● SELECTED PASSAGE:

Jackie worked as a kindergarten teacher both in the UK and abroad, and eventually ran her own pre-school playgroup. She has worked in the NHS for 15 years and is currently Secretary of the Friends of the Local Hospital.

They traveled back and forth by sea to the Far East and thus visited many exotic lands. Hong Kong, Singapore, Malaya, South Africa became familiar stop off places, and time ashore was allowed in Suez/Cairo, Aden, Sri Lanka, Dakar, Lisbon. Brian’s work with a Lebanese firm took him (by air!) to Nigeria, Angola, Egypt, Lebanon, Jordan, the Holy Land, Saudi Arabia, Kuwait and Bahrain. Jackie spent some time with him in Kano, Cairo, Luxor and Istanbul. Since retirement they stay closer to home and travel every year in Europe, often to Cordoba and Marbella in Spain… that is when they are not walking beside, or floating on, Britain’s Inland Waterways. So far they have boated over 2500 miles of the system.

They have three children and six grandchildren.

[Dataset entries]

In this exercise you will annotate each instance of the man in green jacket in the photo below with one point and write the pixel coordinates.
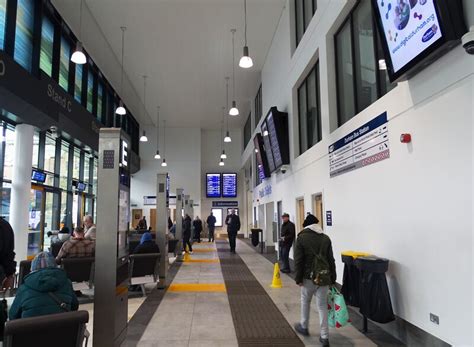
(311, 241)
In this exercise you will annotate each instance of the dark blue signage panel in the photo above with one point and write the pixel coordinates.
(229, 185)
(213, 185)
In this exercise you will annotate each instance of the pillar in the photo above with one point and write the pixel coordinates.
(21, 187)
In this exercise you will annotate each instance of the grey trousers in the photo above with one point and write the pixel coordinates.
(308, 290)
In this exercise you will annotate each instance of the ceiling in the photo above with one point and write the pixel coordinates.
(185, 49)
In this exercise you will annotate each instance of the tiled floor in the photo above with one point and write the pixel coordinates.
(201, 315)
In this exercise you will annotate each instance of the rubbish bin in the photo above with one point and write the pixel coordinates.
(256, 238)
(375, 303)
(351, 278)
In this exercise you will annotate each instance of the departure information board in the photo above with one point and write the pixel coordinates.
(229, 185)
(213, 185)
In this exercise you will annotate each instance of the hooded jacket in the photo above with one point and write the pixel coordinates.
(310, 242)
(32, 298)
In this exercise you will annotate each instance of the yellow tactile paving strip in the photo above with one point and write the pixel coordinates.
(198, 287)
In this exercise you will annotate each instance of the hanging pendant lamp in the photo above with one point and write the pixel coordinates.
(120, 109)
(234, 111)
(78, 57)
(245, 62)
(163, 162)
(144, 138)
(157, 155)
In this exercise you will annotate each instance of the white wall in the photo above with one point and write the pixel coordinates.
(414, 208)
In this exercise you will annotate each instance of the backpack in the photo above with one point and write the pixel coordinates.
(320, 270)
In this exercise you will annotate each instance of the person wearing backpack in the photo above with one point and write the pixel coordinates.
(315, 272)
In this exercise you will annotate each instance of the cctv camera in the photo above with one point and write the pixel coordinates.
(468, 41)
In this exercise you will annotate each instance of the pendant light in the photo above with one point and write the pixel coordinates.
(245, 62)
(144, 138)
(120, 109)
(78, 57)
(163, 162)
(157, 155)
(227, 137)
(234, 111)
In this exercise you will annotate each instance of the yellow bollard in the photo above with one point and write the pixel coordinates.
(276, 282)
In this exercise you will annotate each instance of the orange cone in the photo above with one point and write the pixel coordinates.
(276, 282)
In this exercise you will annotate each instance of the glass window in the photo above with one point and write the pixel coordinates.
(9, 153)
(100, 95)
(90, 90)
(361, 78)
(24, 33)
(345, 84)
(78, 83)
(46, 53)
(63, 173)
(64, 64)
(76, 164)
(35, 157)
(3, 11)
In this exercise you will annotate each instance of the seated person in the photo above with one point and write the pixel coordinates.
(44, 291)
(147, 245)
(76, 247)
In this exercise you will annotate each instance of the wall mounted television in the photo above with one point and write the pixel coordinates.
(276, 138)
(417, 32)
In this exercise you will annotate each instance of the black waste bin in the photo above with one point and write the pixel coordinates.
(375, 303)
(350, 281)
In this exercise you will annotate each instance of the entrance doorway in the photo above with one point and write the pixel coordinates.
(318, 208)
(43, 217)
(300, 214)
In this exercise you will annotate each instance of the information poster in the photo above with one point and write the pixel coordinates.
(410, 27)
(229, 185)
(213, 185)
(364, 146)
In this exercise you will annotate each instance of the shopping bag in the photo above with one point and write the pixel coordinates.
(338, 315)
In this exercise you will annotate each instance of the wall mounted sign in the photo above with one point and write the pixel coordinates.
(364, 146)
(225, 203)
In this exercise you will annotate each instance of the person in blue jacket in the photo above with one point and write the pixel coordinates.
(46, 290)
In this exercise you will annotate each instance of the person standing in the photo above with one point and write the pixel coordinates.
(286, 241)
(187, 234)
(7, 254)
(197, 225)
(89, 228)
(211, 225)
(233, 226)
(315, 272)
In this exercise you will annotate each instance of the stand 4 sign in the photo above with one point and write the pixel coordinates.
(364, 146)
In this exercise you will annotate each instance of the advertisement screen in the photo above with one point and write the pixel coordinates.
(213, 185)
(229, 185)
(410, 27)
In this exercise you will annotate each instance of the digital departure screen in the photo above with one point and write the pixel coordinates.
(273, 137)
(268, 147)
(213, 185)
(229, 185)
(410, 27)
(38, 176)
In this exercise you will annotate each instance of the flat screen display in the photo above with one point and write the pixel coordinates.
(268, 147)
(229, 185)
(217, 212)
(38, 176)
(213, 185)
(410, 27)
(273, 137)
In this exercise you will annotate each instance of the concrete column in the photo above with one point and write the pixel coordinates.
(21, 186)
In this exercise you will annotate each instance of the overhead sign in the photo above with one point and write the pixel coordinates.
(364, 146)
(225, 203)
(229, 185)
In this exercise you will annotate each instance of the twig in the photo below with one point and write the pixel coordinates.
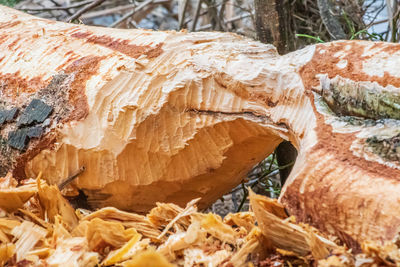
(182, 13)
(331, 23)
(43, 9)
(129, 14)
(85, 9)
(71, 178)
(209, 26)
(117, 9)
(196, 15)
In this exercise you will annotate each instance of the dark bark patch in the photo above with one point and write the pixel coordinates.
(324, 61)
(13, 85)
(362, 99)
(10, 24)
(82, 70)
(19, 139)
(122, 46)
(8, 115)
(36, 112)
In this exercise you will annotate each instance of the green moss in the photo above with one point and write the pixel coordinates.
(367, 100)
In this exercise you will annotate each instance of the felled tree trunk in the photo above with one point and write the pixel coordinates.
(172, 116)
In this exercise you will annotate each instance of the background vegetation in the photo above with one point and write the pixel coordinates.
(288, 24)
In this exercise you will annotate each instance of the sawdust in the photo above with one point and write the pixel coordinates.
(38, 227)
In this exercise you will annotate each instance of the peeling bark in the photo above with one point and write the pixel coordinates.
(170, 116)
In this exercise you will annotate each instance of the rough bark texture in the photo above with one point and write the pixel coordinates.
(170, 116)
(272, 24)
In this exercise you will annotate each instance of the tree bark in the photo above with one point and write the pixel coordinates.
(171, 116)
(272, 24)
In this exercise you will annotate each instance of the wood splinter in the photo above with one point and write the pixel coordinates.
(133, 126)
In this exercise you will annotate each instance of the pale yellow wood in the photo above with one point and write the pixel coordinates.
(173, 116)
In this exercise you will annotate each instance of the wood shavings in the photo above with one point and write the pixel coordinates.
(47, 231)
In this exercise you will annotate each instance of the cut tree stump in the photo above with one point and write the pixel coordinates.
(172, 116)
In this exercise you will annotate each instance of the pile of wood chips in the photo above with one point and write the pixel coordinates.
(38, 227)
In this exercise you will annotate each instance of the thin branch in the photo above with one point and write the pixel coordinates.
(129, 14)
(196, 15)
(85, 9)
(240, 17)
(182, 13)
(331, 23)
(43, 9)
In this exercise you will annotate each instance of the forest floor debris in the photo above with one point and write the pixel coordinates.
(38, 227)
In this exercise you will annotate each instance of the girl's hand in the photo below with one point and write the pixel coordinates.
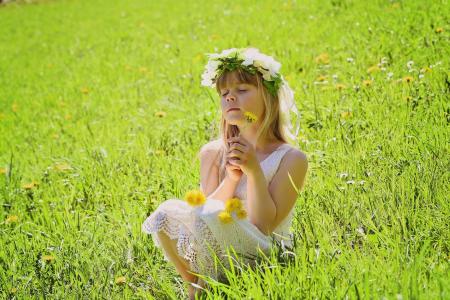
(233, 172)
(242, 154)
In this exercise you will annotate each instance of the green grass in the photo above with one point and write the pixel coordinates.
(81, 82)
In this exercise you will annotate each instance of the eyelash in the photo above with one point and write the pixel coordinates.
(238, 90)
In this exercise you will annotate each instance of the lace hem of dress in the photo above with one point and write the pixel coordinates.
(196, 245)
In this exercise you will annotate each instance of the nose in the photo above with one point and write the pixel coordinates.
(230, 98)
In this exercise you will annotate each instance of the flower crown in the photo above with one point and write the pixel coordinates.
(248, 59)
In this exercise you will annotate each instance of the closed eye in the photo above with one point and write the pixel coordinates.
(240, 90)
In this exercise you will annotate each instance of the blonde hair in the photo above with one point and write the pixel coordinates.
(270, 125)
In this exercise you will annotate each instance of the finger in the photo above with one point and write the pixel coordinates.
(237, 146)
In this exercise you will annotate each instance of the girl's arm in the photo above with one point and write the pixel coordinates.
(270, 204)
(209, 175)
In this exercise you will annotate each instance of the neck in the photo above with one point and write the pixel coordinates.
(249, 133)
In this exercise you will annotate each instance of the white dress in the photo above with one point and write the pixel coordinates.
(198, 230)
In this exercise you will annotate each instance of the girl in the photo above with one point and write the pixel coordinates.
(253, 162)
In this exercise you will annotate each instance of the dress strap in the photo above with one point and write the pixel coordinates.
(275, 160)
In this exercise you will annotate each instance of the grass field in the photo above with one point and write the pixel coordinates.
(102, 115)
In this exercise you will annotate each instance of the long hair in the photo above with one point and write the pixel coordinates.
(270, 125)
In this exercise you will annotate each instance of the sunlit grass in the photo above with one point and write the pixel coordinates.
(102, 115)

● USING THE INFORMATION:
(a) In the passage about Jackie and Brian, how many miles of Britain's Inland Waterways have they boated so far?
(b) Repeat the passage about Jackie and Brian between "They traveled back" and "of the system.", inclusive, word for word.
(c) Write the next part of the passage about Jackie and Brian, picking up after its final sentence.

● ANSWERS IN ORDER:
(a) Over 2500 miles.

(b)
They traveled back and forth by sea to the Far East and thus visited many exotic lands. Hong Kong, Singapore, Malaya, South Africa became familiar stop off places, and time ashore was allowed in Suez/Cairo, Aden, Sri Lanka, Dakar, Lisbon. Brian’s work with a Lebanese firm took him (by air!) to Nigeria, Angola, Egypt, Lebanon, Jordan, the Holy Land, Saudi Arabia, Kuwait and Bahrain. Jackie spent some time with him in Kano, Cairo, Luxor and Istanbul. Since retirement they stay closer to home and travel every year in Europe, often to Cordoba and Marbella in Spain… that is when they are not walking beside, or floating on, Britain’s Inland Waterways. So far they have boated over 2500 miles of the system.

(c)
Eldest Paul is a teacher within a Japanese secondary school, married to Kaoru and lives in Tokushima Japan. They have recently completed a steel framed house to his design, partially equipped and furnished with a full container load of gear purchased in UK. Son Yuan was born in May 2003 and first came to UK for Christmas 2003 and Scotland for Hogmanay 2004.

Middle child Nicola, was a member of the Royal Ballet Company and performed the title character in Giselle, Cinderella, La Fille Mal Gardee , Midsummer Nights Dream and The Two Pigeons. She created roles in six modern ballets and over 20 years performed many principal roles in the classic repertoire.. She is married to Ashley Page choreographer, and now Director of the Scottish Ballet Company. They have two children, Jordan who is keen on piano and chess, drama and rugby (aged 8) and Audrey (aged 4).

Youngest Sarah, was a barrister and is now a teacher, is married to Michael Mallalieu who is Head of Science at Bedford Junior School. Their children are Kate (aged 4), Felix (aged 2) and Hanna (born Valentines Day 2003).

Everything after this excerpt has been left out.